### Aufgabe
Setze den Text über Lazarus Lake und die Barkley Marathons bitte im Anschluss an seinen letzten Satz fort.

### Textauszug
▼
Lazarus Lake, gebürtig Gary Cantrell, gilt als eine außergewöhnliche, ja fast mystische Figur in der Welt des Ultralaufs. Er steht hinter einem Wettkampf, der mehr als nur ein Rennen ist – er ist eine regelrechte Folterprüfung für Körper und Geist, ein Test der Ausdauer, die ihresgleichen sucht. Die Barkley Marathons sind längst eine Legende für sich, ein Mythos des Laufens, der Enthusiasten und Extremsportler aus aller Welt anzieht. Doch was macht diesen Mann und sein Rennen so einzigartig? Warum nennen manche ihn den ‚Leonardo da Vinci des Schmerzes‘? Und warum gibt es nur wenige, die das Qualen-Monument jemals bezwungen haben? Lazarus Lake ist ein Mann voller Gegensätze. Der oft rau wirkende, bärtige Veranstalter mit seinen auffälligen, rot-schwarz karierten Flanellhemden und einer leichten Zigarre im Mund wirkt auf den ersten Blick unscheinbar.
Doch unter dieser Fassade verbirgt sich ein Visionär und Provokateur, der das Konzept von Ausdauer und Grenzerfahrung komplett neu definiert hat. Er hat mit den Barkley Marathons etwas geschaffen, das jeden, der Teil davon sein will, physisch und mental an seine äußersten Grenzen bringt – vielleicht sogar darüber hinaus. Das Rennen findet jährlich in Tennessee rund um das verlassene Brushy Mountain State Penitentiary statt. Die gewaltige, einst mörderische Strafanstalt ist bezeichnend für den Charakter des Laufes. Hier wird nicht nur gelaufen, hier wird gelitten, gefordert, sogar gebrochen und vielleicht am Ende neu definiert.
▲
### Datenauszüge
▼
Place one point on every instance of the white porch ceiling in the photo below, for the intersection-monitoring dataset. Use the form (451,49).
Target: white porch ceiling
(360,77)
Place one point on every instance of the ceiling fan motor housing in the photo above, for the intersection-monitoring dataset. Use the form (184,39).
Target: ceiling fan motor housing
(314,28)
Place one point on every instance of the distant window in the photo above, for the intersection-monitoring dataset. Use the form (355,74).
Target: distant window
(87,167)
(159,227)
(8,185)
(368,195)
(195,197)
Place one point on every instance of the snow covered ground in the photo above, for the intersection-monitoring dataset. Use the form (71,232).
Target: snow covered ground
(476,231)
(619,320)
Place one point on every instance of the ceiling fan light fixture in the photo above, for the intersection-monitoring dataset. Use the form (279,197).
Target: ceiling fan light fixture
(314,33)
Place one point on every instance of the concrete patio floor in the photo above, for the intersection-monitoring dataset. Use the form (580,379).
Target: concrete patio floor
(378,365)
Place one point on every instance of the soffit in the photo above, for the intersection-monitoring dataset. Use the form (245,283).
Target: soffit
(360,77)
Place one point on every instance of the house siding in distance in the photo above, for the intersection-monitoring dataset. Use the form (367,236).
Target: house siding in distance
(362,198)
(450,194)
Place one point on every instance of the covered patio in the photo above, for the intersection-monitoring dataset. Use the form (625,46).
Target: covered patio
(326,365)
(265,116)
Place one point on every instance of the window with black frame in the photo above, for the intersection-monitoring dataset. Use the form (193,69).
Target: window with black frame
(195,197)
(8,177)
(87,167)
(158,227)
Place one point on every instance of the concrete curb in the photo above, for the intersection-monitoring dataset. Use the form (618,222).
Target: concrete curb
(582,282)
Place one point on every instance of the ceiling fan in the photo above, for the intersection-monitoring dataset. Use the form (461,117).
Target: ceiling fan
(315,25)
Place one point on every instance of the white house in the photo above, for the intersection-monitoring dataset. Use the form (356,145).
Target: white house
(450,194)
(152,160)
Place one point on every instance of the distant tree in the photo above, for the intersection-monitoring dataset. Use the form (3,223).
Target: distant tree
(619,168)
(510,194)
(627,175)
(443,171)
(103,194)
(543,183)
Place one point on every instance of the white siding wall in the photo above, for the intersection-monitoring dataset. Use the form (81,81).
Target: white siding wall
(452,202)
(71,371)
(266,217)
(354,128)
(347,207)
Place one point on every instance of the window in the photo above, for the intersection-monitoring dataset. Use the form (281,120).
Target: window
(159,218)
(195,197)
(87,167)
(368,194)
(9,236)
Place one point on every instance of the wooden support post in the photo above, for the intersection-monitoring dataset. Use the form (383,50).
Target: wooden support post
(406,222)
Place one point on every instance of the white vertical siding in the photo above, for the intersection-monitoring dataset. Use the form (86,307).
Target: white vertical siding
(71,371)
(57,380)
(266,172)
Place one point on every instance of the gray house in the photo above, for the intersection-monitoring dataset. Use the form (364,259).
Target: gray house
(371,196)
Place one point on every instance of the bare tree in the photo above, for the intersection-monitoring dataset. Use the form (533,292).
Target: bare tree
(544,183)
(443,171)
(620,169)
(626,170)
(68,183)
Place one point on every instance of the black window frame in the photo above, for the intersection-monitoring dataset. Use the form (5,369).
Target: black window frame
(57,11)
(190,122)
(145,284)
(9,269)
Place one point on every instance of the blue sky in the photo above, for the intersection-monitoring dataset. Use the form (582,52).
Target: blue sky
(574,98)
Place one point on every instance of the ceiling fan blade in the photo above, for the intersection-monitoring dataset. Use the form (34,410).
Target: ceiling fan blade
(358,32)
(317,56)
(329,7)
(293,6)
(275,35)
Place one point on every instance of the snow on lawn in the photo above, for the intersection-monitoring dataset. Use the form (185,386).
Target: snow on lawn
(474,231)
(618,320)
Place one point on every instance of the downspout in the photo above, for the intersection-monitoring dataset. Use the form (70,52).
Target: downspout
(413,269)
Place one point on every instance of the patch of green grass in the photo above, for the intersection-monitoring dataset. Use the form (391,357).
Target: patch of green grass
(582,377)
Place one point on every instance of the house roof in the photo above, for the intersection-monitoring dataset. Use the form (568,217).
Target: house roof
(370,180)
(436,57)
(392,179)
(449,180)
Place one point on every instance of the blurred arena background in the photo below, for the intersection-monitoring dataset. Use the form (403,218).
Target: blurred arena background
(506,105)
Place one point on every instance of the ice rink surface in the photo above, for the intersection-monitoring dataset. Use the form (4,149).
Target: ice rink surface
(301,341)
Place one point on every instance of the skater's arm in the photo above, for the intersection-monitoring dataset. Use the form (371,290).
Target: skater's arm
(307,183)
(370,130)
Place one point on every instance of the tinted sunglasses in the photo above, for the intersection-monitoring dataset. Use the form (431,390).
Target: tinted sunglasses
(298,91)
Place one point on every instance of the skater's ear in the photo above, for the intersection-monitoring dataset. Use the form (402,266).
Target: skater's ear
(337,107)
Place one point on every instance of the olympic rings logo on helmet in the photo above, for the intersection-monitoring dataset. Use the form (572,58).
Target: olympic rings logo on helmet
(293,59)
▲
### Antwort
Der Kurs selbst ist ein Monster, das sich kaum vollständig vermessen lässt. Offiziell wird von rund 100 Meilen gesprochen, was ungefähr 160 Kilometern entspricht. Insider jedoch schätzen die Distanz aufgrund ständiger Kursänderungen und zahlreicher Zusatzgefährdungen auf bis zu 125 Meilen. Diese Strecke ist kein gewöhnlicher Trail. Sie führt durch unwirtliches, dicht bewachsenes Terrain, das von den Cherokee einst als verflucht betrachtet wurde.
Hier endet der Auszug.